#### DATA
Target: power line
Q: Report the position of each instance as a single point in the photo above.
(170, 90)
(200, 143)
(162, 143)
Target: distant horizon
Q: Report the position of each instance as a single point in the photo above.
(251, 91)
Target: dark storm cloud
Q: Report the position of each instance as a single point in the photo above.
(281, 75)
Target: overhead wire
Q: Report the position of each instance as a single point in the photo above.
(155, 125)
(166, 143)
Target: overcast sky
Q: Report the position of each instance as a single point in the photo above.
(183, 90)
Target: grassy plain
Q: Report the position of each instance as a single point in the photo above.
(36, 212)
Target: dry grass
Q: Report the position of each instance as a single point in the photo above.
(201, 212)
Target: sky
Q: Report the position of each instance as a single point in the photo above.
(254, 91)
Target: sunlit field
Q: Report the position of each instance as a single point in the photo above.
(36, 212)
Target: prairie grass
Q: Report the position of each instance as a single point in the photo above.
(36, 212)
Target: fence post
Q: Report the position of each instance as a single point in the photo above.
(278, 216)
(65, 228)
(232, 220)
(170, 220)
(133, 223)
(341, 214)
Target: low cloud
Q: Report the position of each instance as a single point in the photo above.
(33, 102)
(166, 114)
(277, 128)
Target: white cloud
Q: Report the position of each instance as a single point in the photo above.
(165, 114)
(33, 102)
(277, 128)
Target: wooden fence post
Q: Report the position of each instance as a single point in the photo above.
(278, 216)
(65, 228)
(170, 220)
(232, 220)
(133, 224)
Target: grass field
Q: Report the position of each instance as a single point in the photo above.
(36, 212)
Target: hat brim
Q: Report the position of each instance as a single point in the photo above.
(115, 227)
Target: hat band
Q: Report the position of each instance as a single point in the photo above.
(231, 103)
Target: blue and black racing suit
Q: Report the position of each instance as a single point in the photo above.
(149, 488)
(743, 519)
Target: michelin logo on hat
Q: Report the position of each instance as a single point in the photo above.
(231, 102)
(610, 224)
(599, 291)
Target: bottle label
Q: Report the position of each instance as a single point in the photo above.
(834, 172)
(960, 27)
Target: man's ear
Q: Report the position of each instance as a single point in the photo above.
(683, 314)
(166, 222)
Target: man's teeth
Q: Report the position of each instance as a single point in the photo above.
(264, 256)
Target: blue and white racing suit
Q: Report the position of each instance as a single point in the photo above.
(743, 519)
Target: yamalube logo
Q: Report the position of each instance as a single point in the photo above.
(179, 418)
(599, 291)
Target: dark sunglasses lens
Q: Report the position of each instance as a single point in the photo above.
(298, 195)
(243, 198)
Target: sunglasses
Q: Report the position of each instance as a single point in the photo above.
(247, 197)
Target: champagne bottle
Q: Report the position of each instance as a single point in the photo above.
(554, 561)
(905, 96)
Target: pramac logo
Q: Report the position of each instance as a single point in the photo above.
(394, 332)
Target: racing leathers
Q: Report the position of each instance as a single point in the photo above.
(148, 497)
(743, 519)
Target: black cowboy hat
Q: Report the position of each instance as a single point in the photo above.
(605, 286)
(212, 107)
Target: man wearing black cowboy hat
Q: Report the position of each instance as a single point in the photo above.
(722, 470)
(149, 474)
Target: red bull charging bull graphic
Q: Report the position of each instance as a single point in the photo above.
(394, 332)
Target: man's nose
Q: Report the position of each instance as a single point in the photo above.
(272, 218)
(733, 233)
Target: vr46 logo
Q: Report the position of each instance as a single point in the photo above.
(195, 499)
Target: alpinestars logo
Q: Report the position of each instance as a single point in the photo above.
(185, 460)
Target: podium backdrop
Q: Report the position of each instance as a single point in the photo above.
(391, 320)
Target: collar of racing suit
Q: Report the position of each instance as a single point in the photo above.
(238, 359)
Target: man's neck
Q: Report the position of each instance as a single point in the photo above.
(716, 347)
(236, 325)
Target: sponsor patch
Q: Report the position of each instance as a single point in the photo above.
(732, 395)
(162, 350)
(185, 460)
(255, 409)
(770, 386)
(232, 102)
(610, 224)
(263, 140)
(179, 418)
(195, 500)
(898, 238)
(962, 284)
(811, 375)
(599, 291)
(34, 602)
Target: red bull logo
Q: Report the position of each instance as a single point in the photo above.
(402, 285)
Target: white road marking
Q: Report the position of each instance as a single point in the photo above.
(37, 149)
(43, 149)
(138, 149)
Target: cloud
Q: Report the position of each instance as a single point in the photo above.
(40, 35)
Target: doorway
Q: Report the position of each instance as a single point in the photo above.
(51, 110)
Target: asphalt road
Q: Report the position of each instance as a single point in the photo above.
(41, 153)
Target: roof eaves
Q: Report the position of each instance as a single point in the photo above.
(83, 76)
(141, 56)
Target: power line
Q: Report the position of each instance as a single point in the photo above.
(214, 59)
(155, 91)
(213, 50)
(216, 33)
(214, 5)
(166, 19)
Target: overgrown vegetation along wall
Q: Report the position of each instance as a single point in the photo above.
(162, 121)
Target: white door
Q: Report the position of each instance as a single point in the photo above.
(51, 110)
########
Return exactly the lines from the one containing "Target: red bull charging bull graphic" through the last line of the records above, both included, and nothing else.

▶ [EXERCISE ANSWER]:
Target: red bull charging bull graphic
Q: Report the position of each instance as a single point in the photo above.
(394, 332)
Target: man's nose
Q: Report the position of each instance as a single point in the photo above.
(272, 218)
(733, 233)
Target: vr46 logo
Q: Report the position of each instance as a single point in the photo above.
(195, 499)
Target: alpinestars logo
Q: Report the position of each instance as a single point in the photo above.
(185, 460)
Target: podium backdrop
Q: Report the position of each instance as a single point in the photo above.
(391, 320)
Target: collar of racing suit
Q: Report the position of each instance as a single point in the photo above.
(238, 359)
Target: man's neck
Q: Report the position of each instance as a single point in the photo above.
(716, 347)
(236, 325)
Target: sponsor patch
Q: Report the position of each instance as a single point in the photo above.
(732, 395)
(162, 350)
(185, 460)
(255, 409)
(770, 386)
(232, 102)
(610, 224)
(263, 140)
(179, 418)
(195, 500)
(898, 238)
(962, 284)
(811, 375)
(599, 291)
(34, 602)
Target: red bull logo
Q: Report the position of each instance as a single point in the photo above.
(402, 285)
Target: white road marking
Q: Report the position of each instance as a single point in the photo above.
(37, 149)
(43, 149)
(138, 149)
Target: cloud
Q: Report the position of each instance as a single point in the photo above.
(40, 35)
Target: doorway
Q: Report the position of each instance as a single point in the photo above.
(51, 110)
Target: asphalt road
Q: Report the position of each instance as a single point in the photo above.
(41, 153)
Target: roof eaves
Q: Report the position of each instance as a single point in the photo above.
(83, 76)
(141, 56)
Target: power line
Q: Report the position of each instance as a single point in the photo above.
(214, 59)
(155, 91)
(213, 50)
(216, 33)
(214, 5)
(166, 19)
Target: overgrown vegetation along wall
Q: Report the position of each instance as a single point in the photo above.
(162, 121)
Target: white door
Q: Report the position of each instance as a single point in the photo above.
(51, 110)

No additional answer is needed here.